What the task asks. Write out all of the records below precisely as given, omitting the images.

[Referring expression data]
::::::
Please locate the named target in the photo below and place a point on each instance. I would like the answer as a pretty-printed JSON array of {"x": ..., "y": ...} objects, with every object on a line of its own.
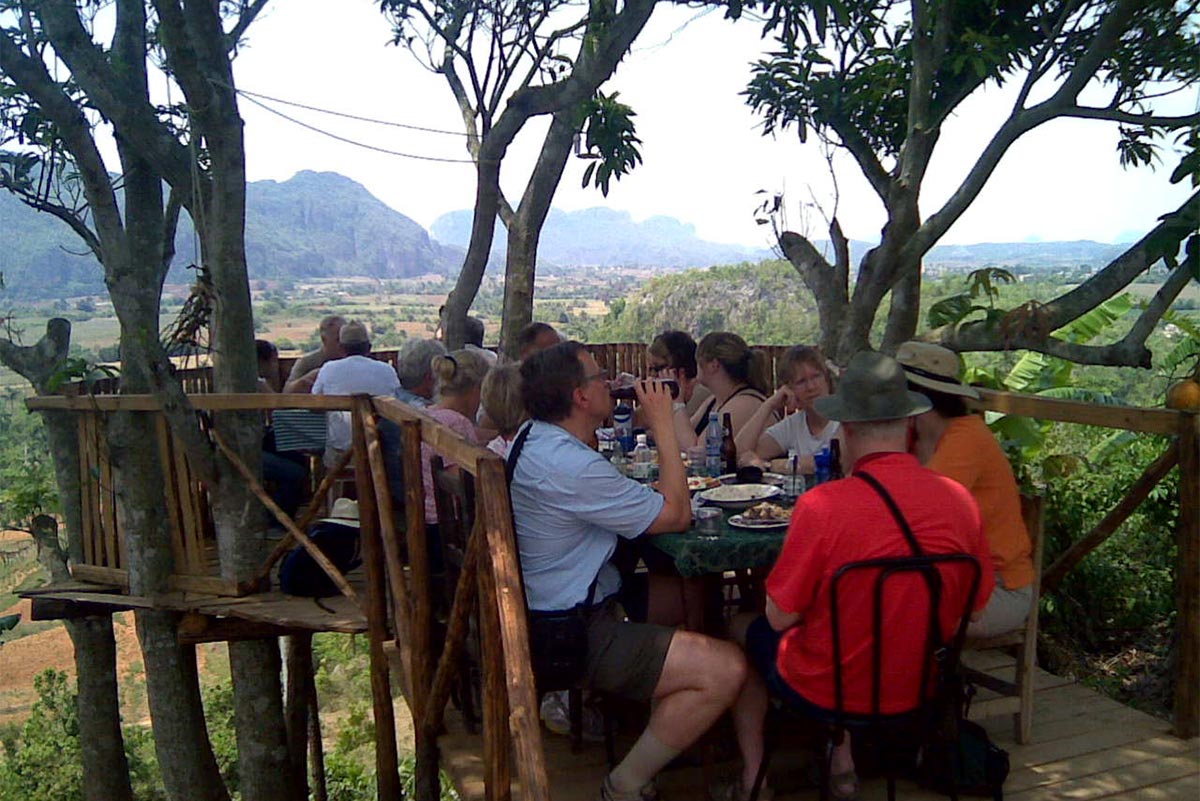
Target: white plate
[
  {"x": 767, "y": 479},
  {"x": 739, "y": 495},
  {"x": 739, "y": 522}
]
::::::
Result of this exercise.
Please locate the named target in the photo below and place a point on each instance. I would like the answer as a pretty-printed JSON array of {"x": ..., "y": ...} objects, with every object on a line of its own.
Target: white plate
[
  {"x": 767, "y": 479},
  {"x": 739, "y": 495},
  {"x": 739, "y": 522}
]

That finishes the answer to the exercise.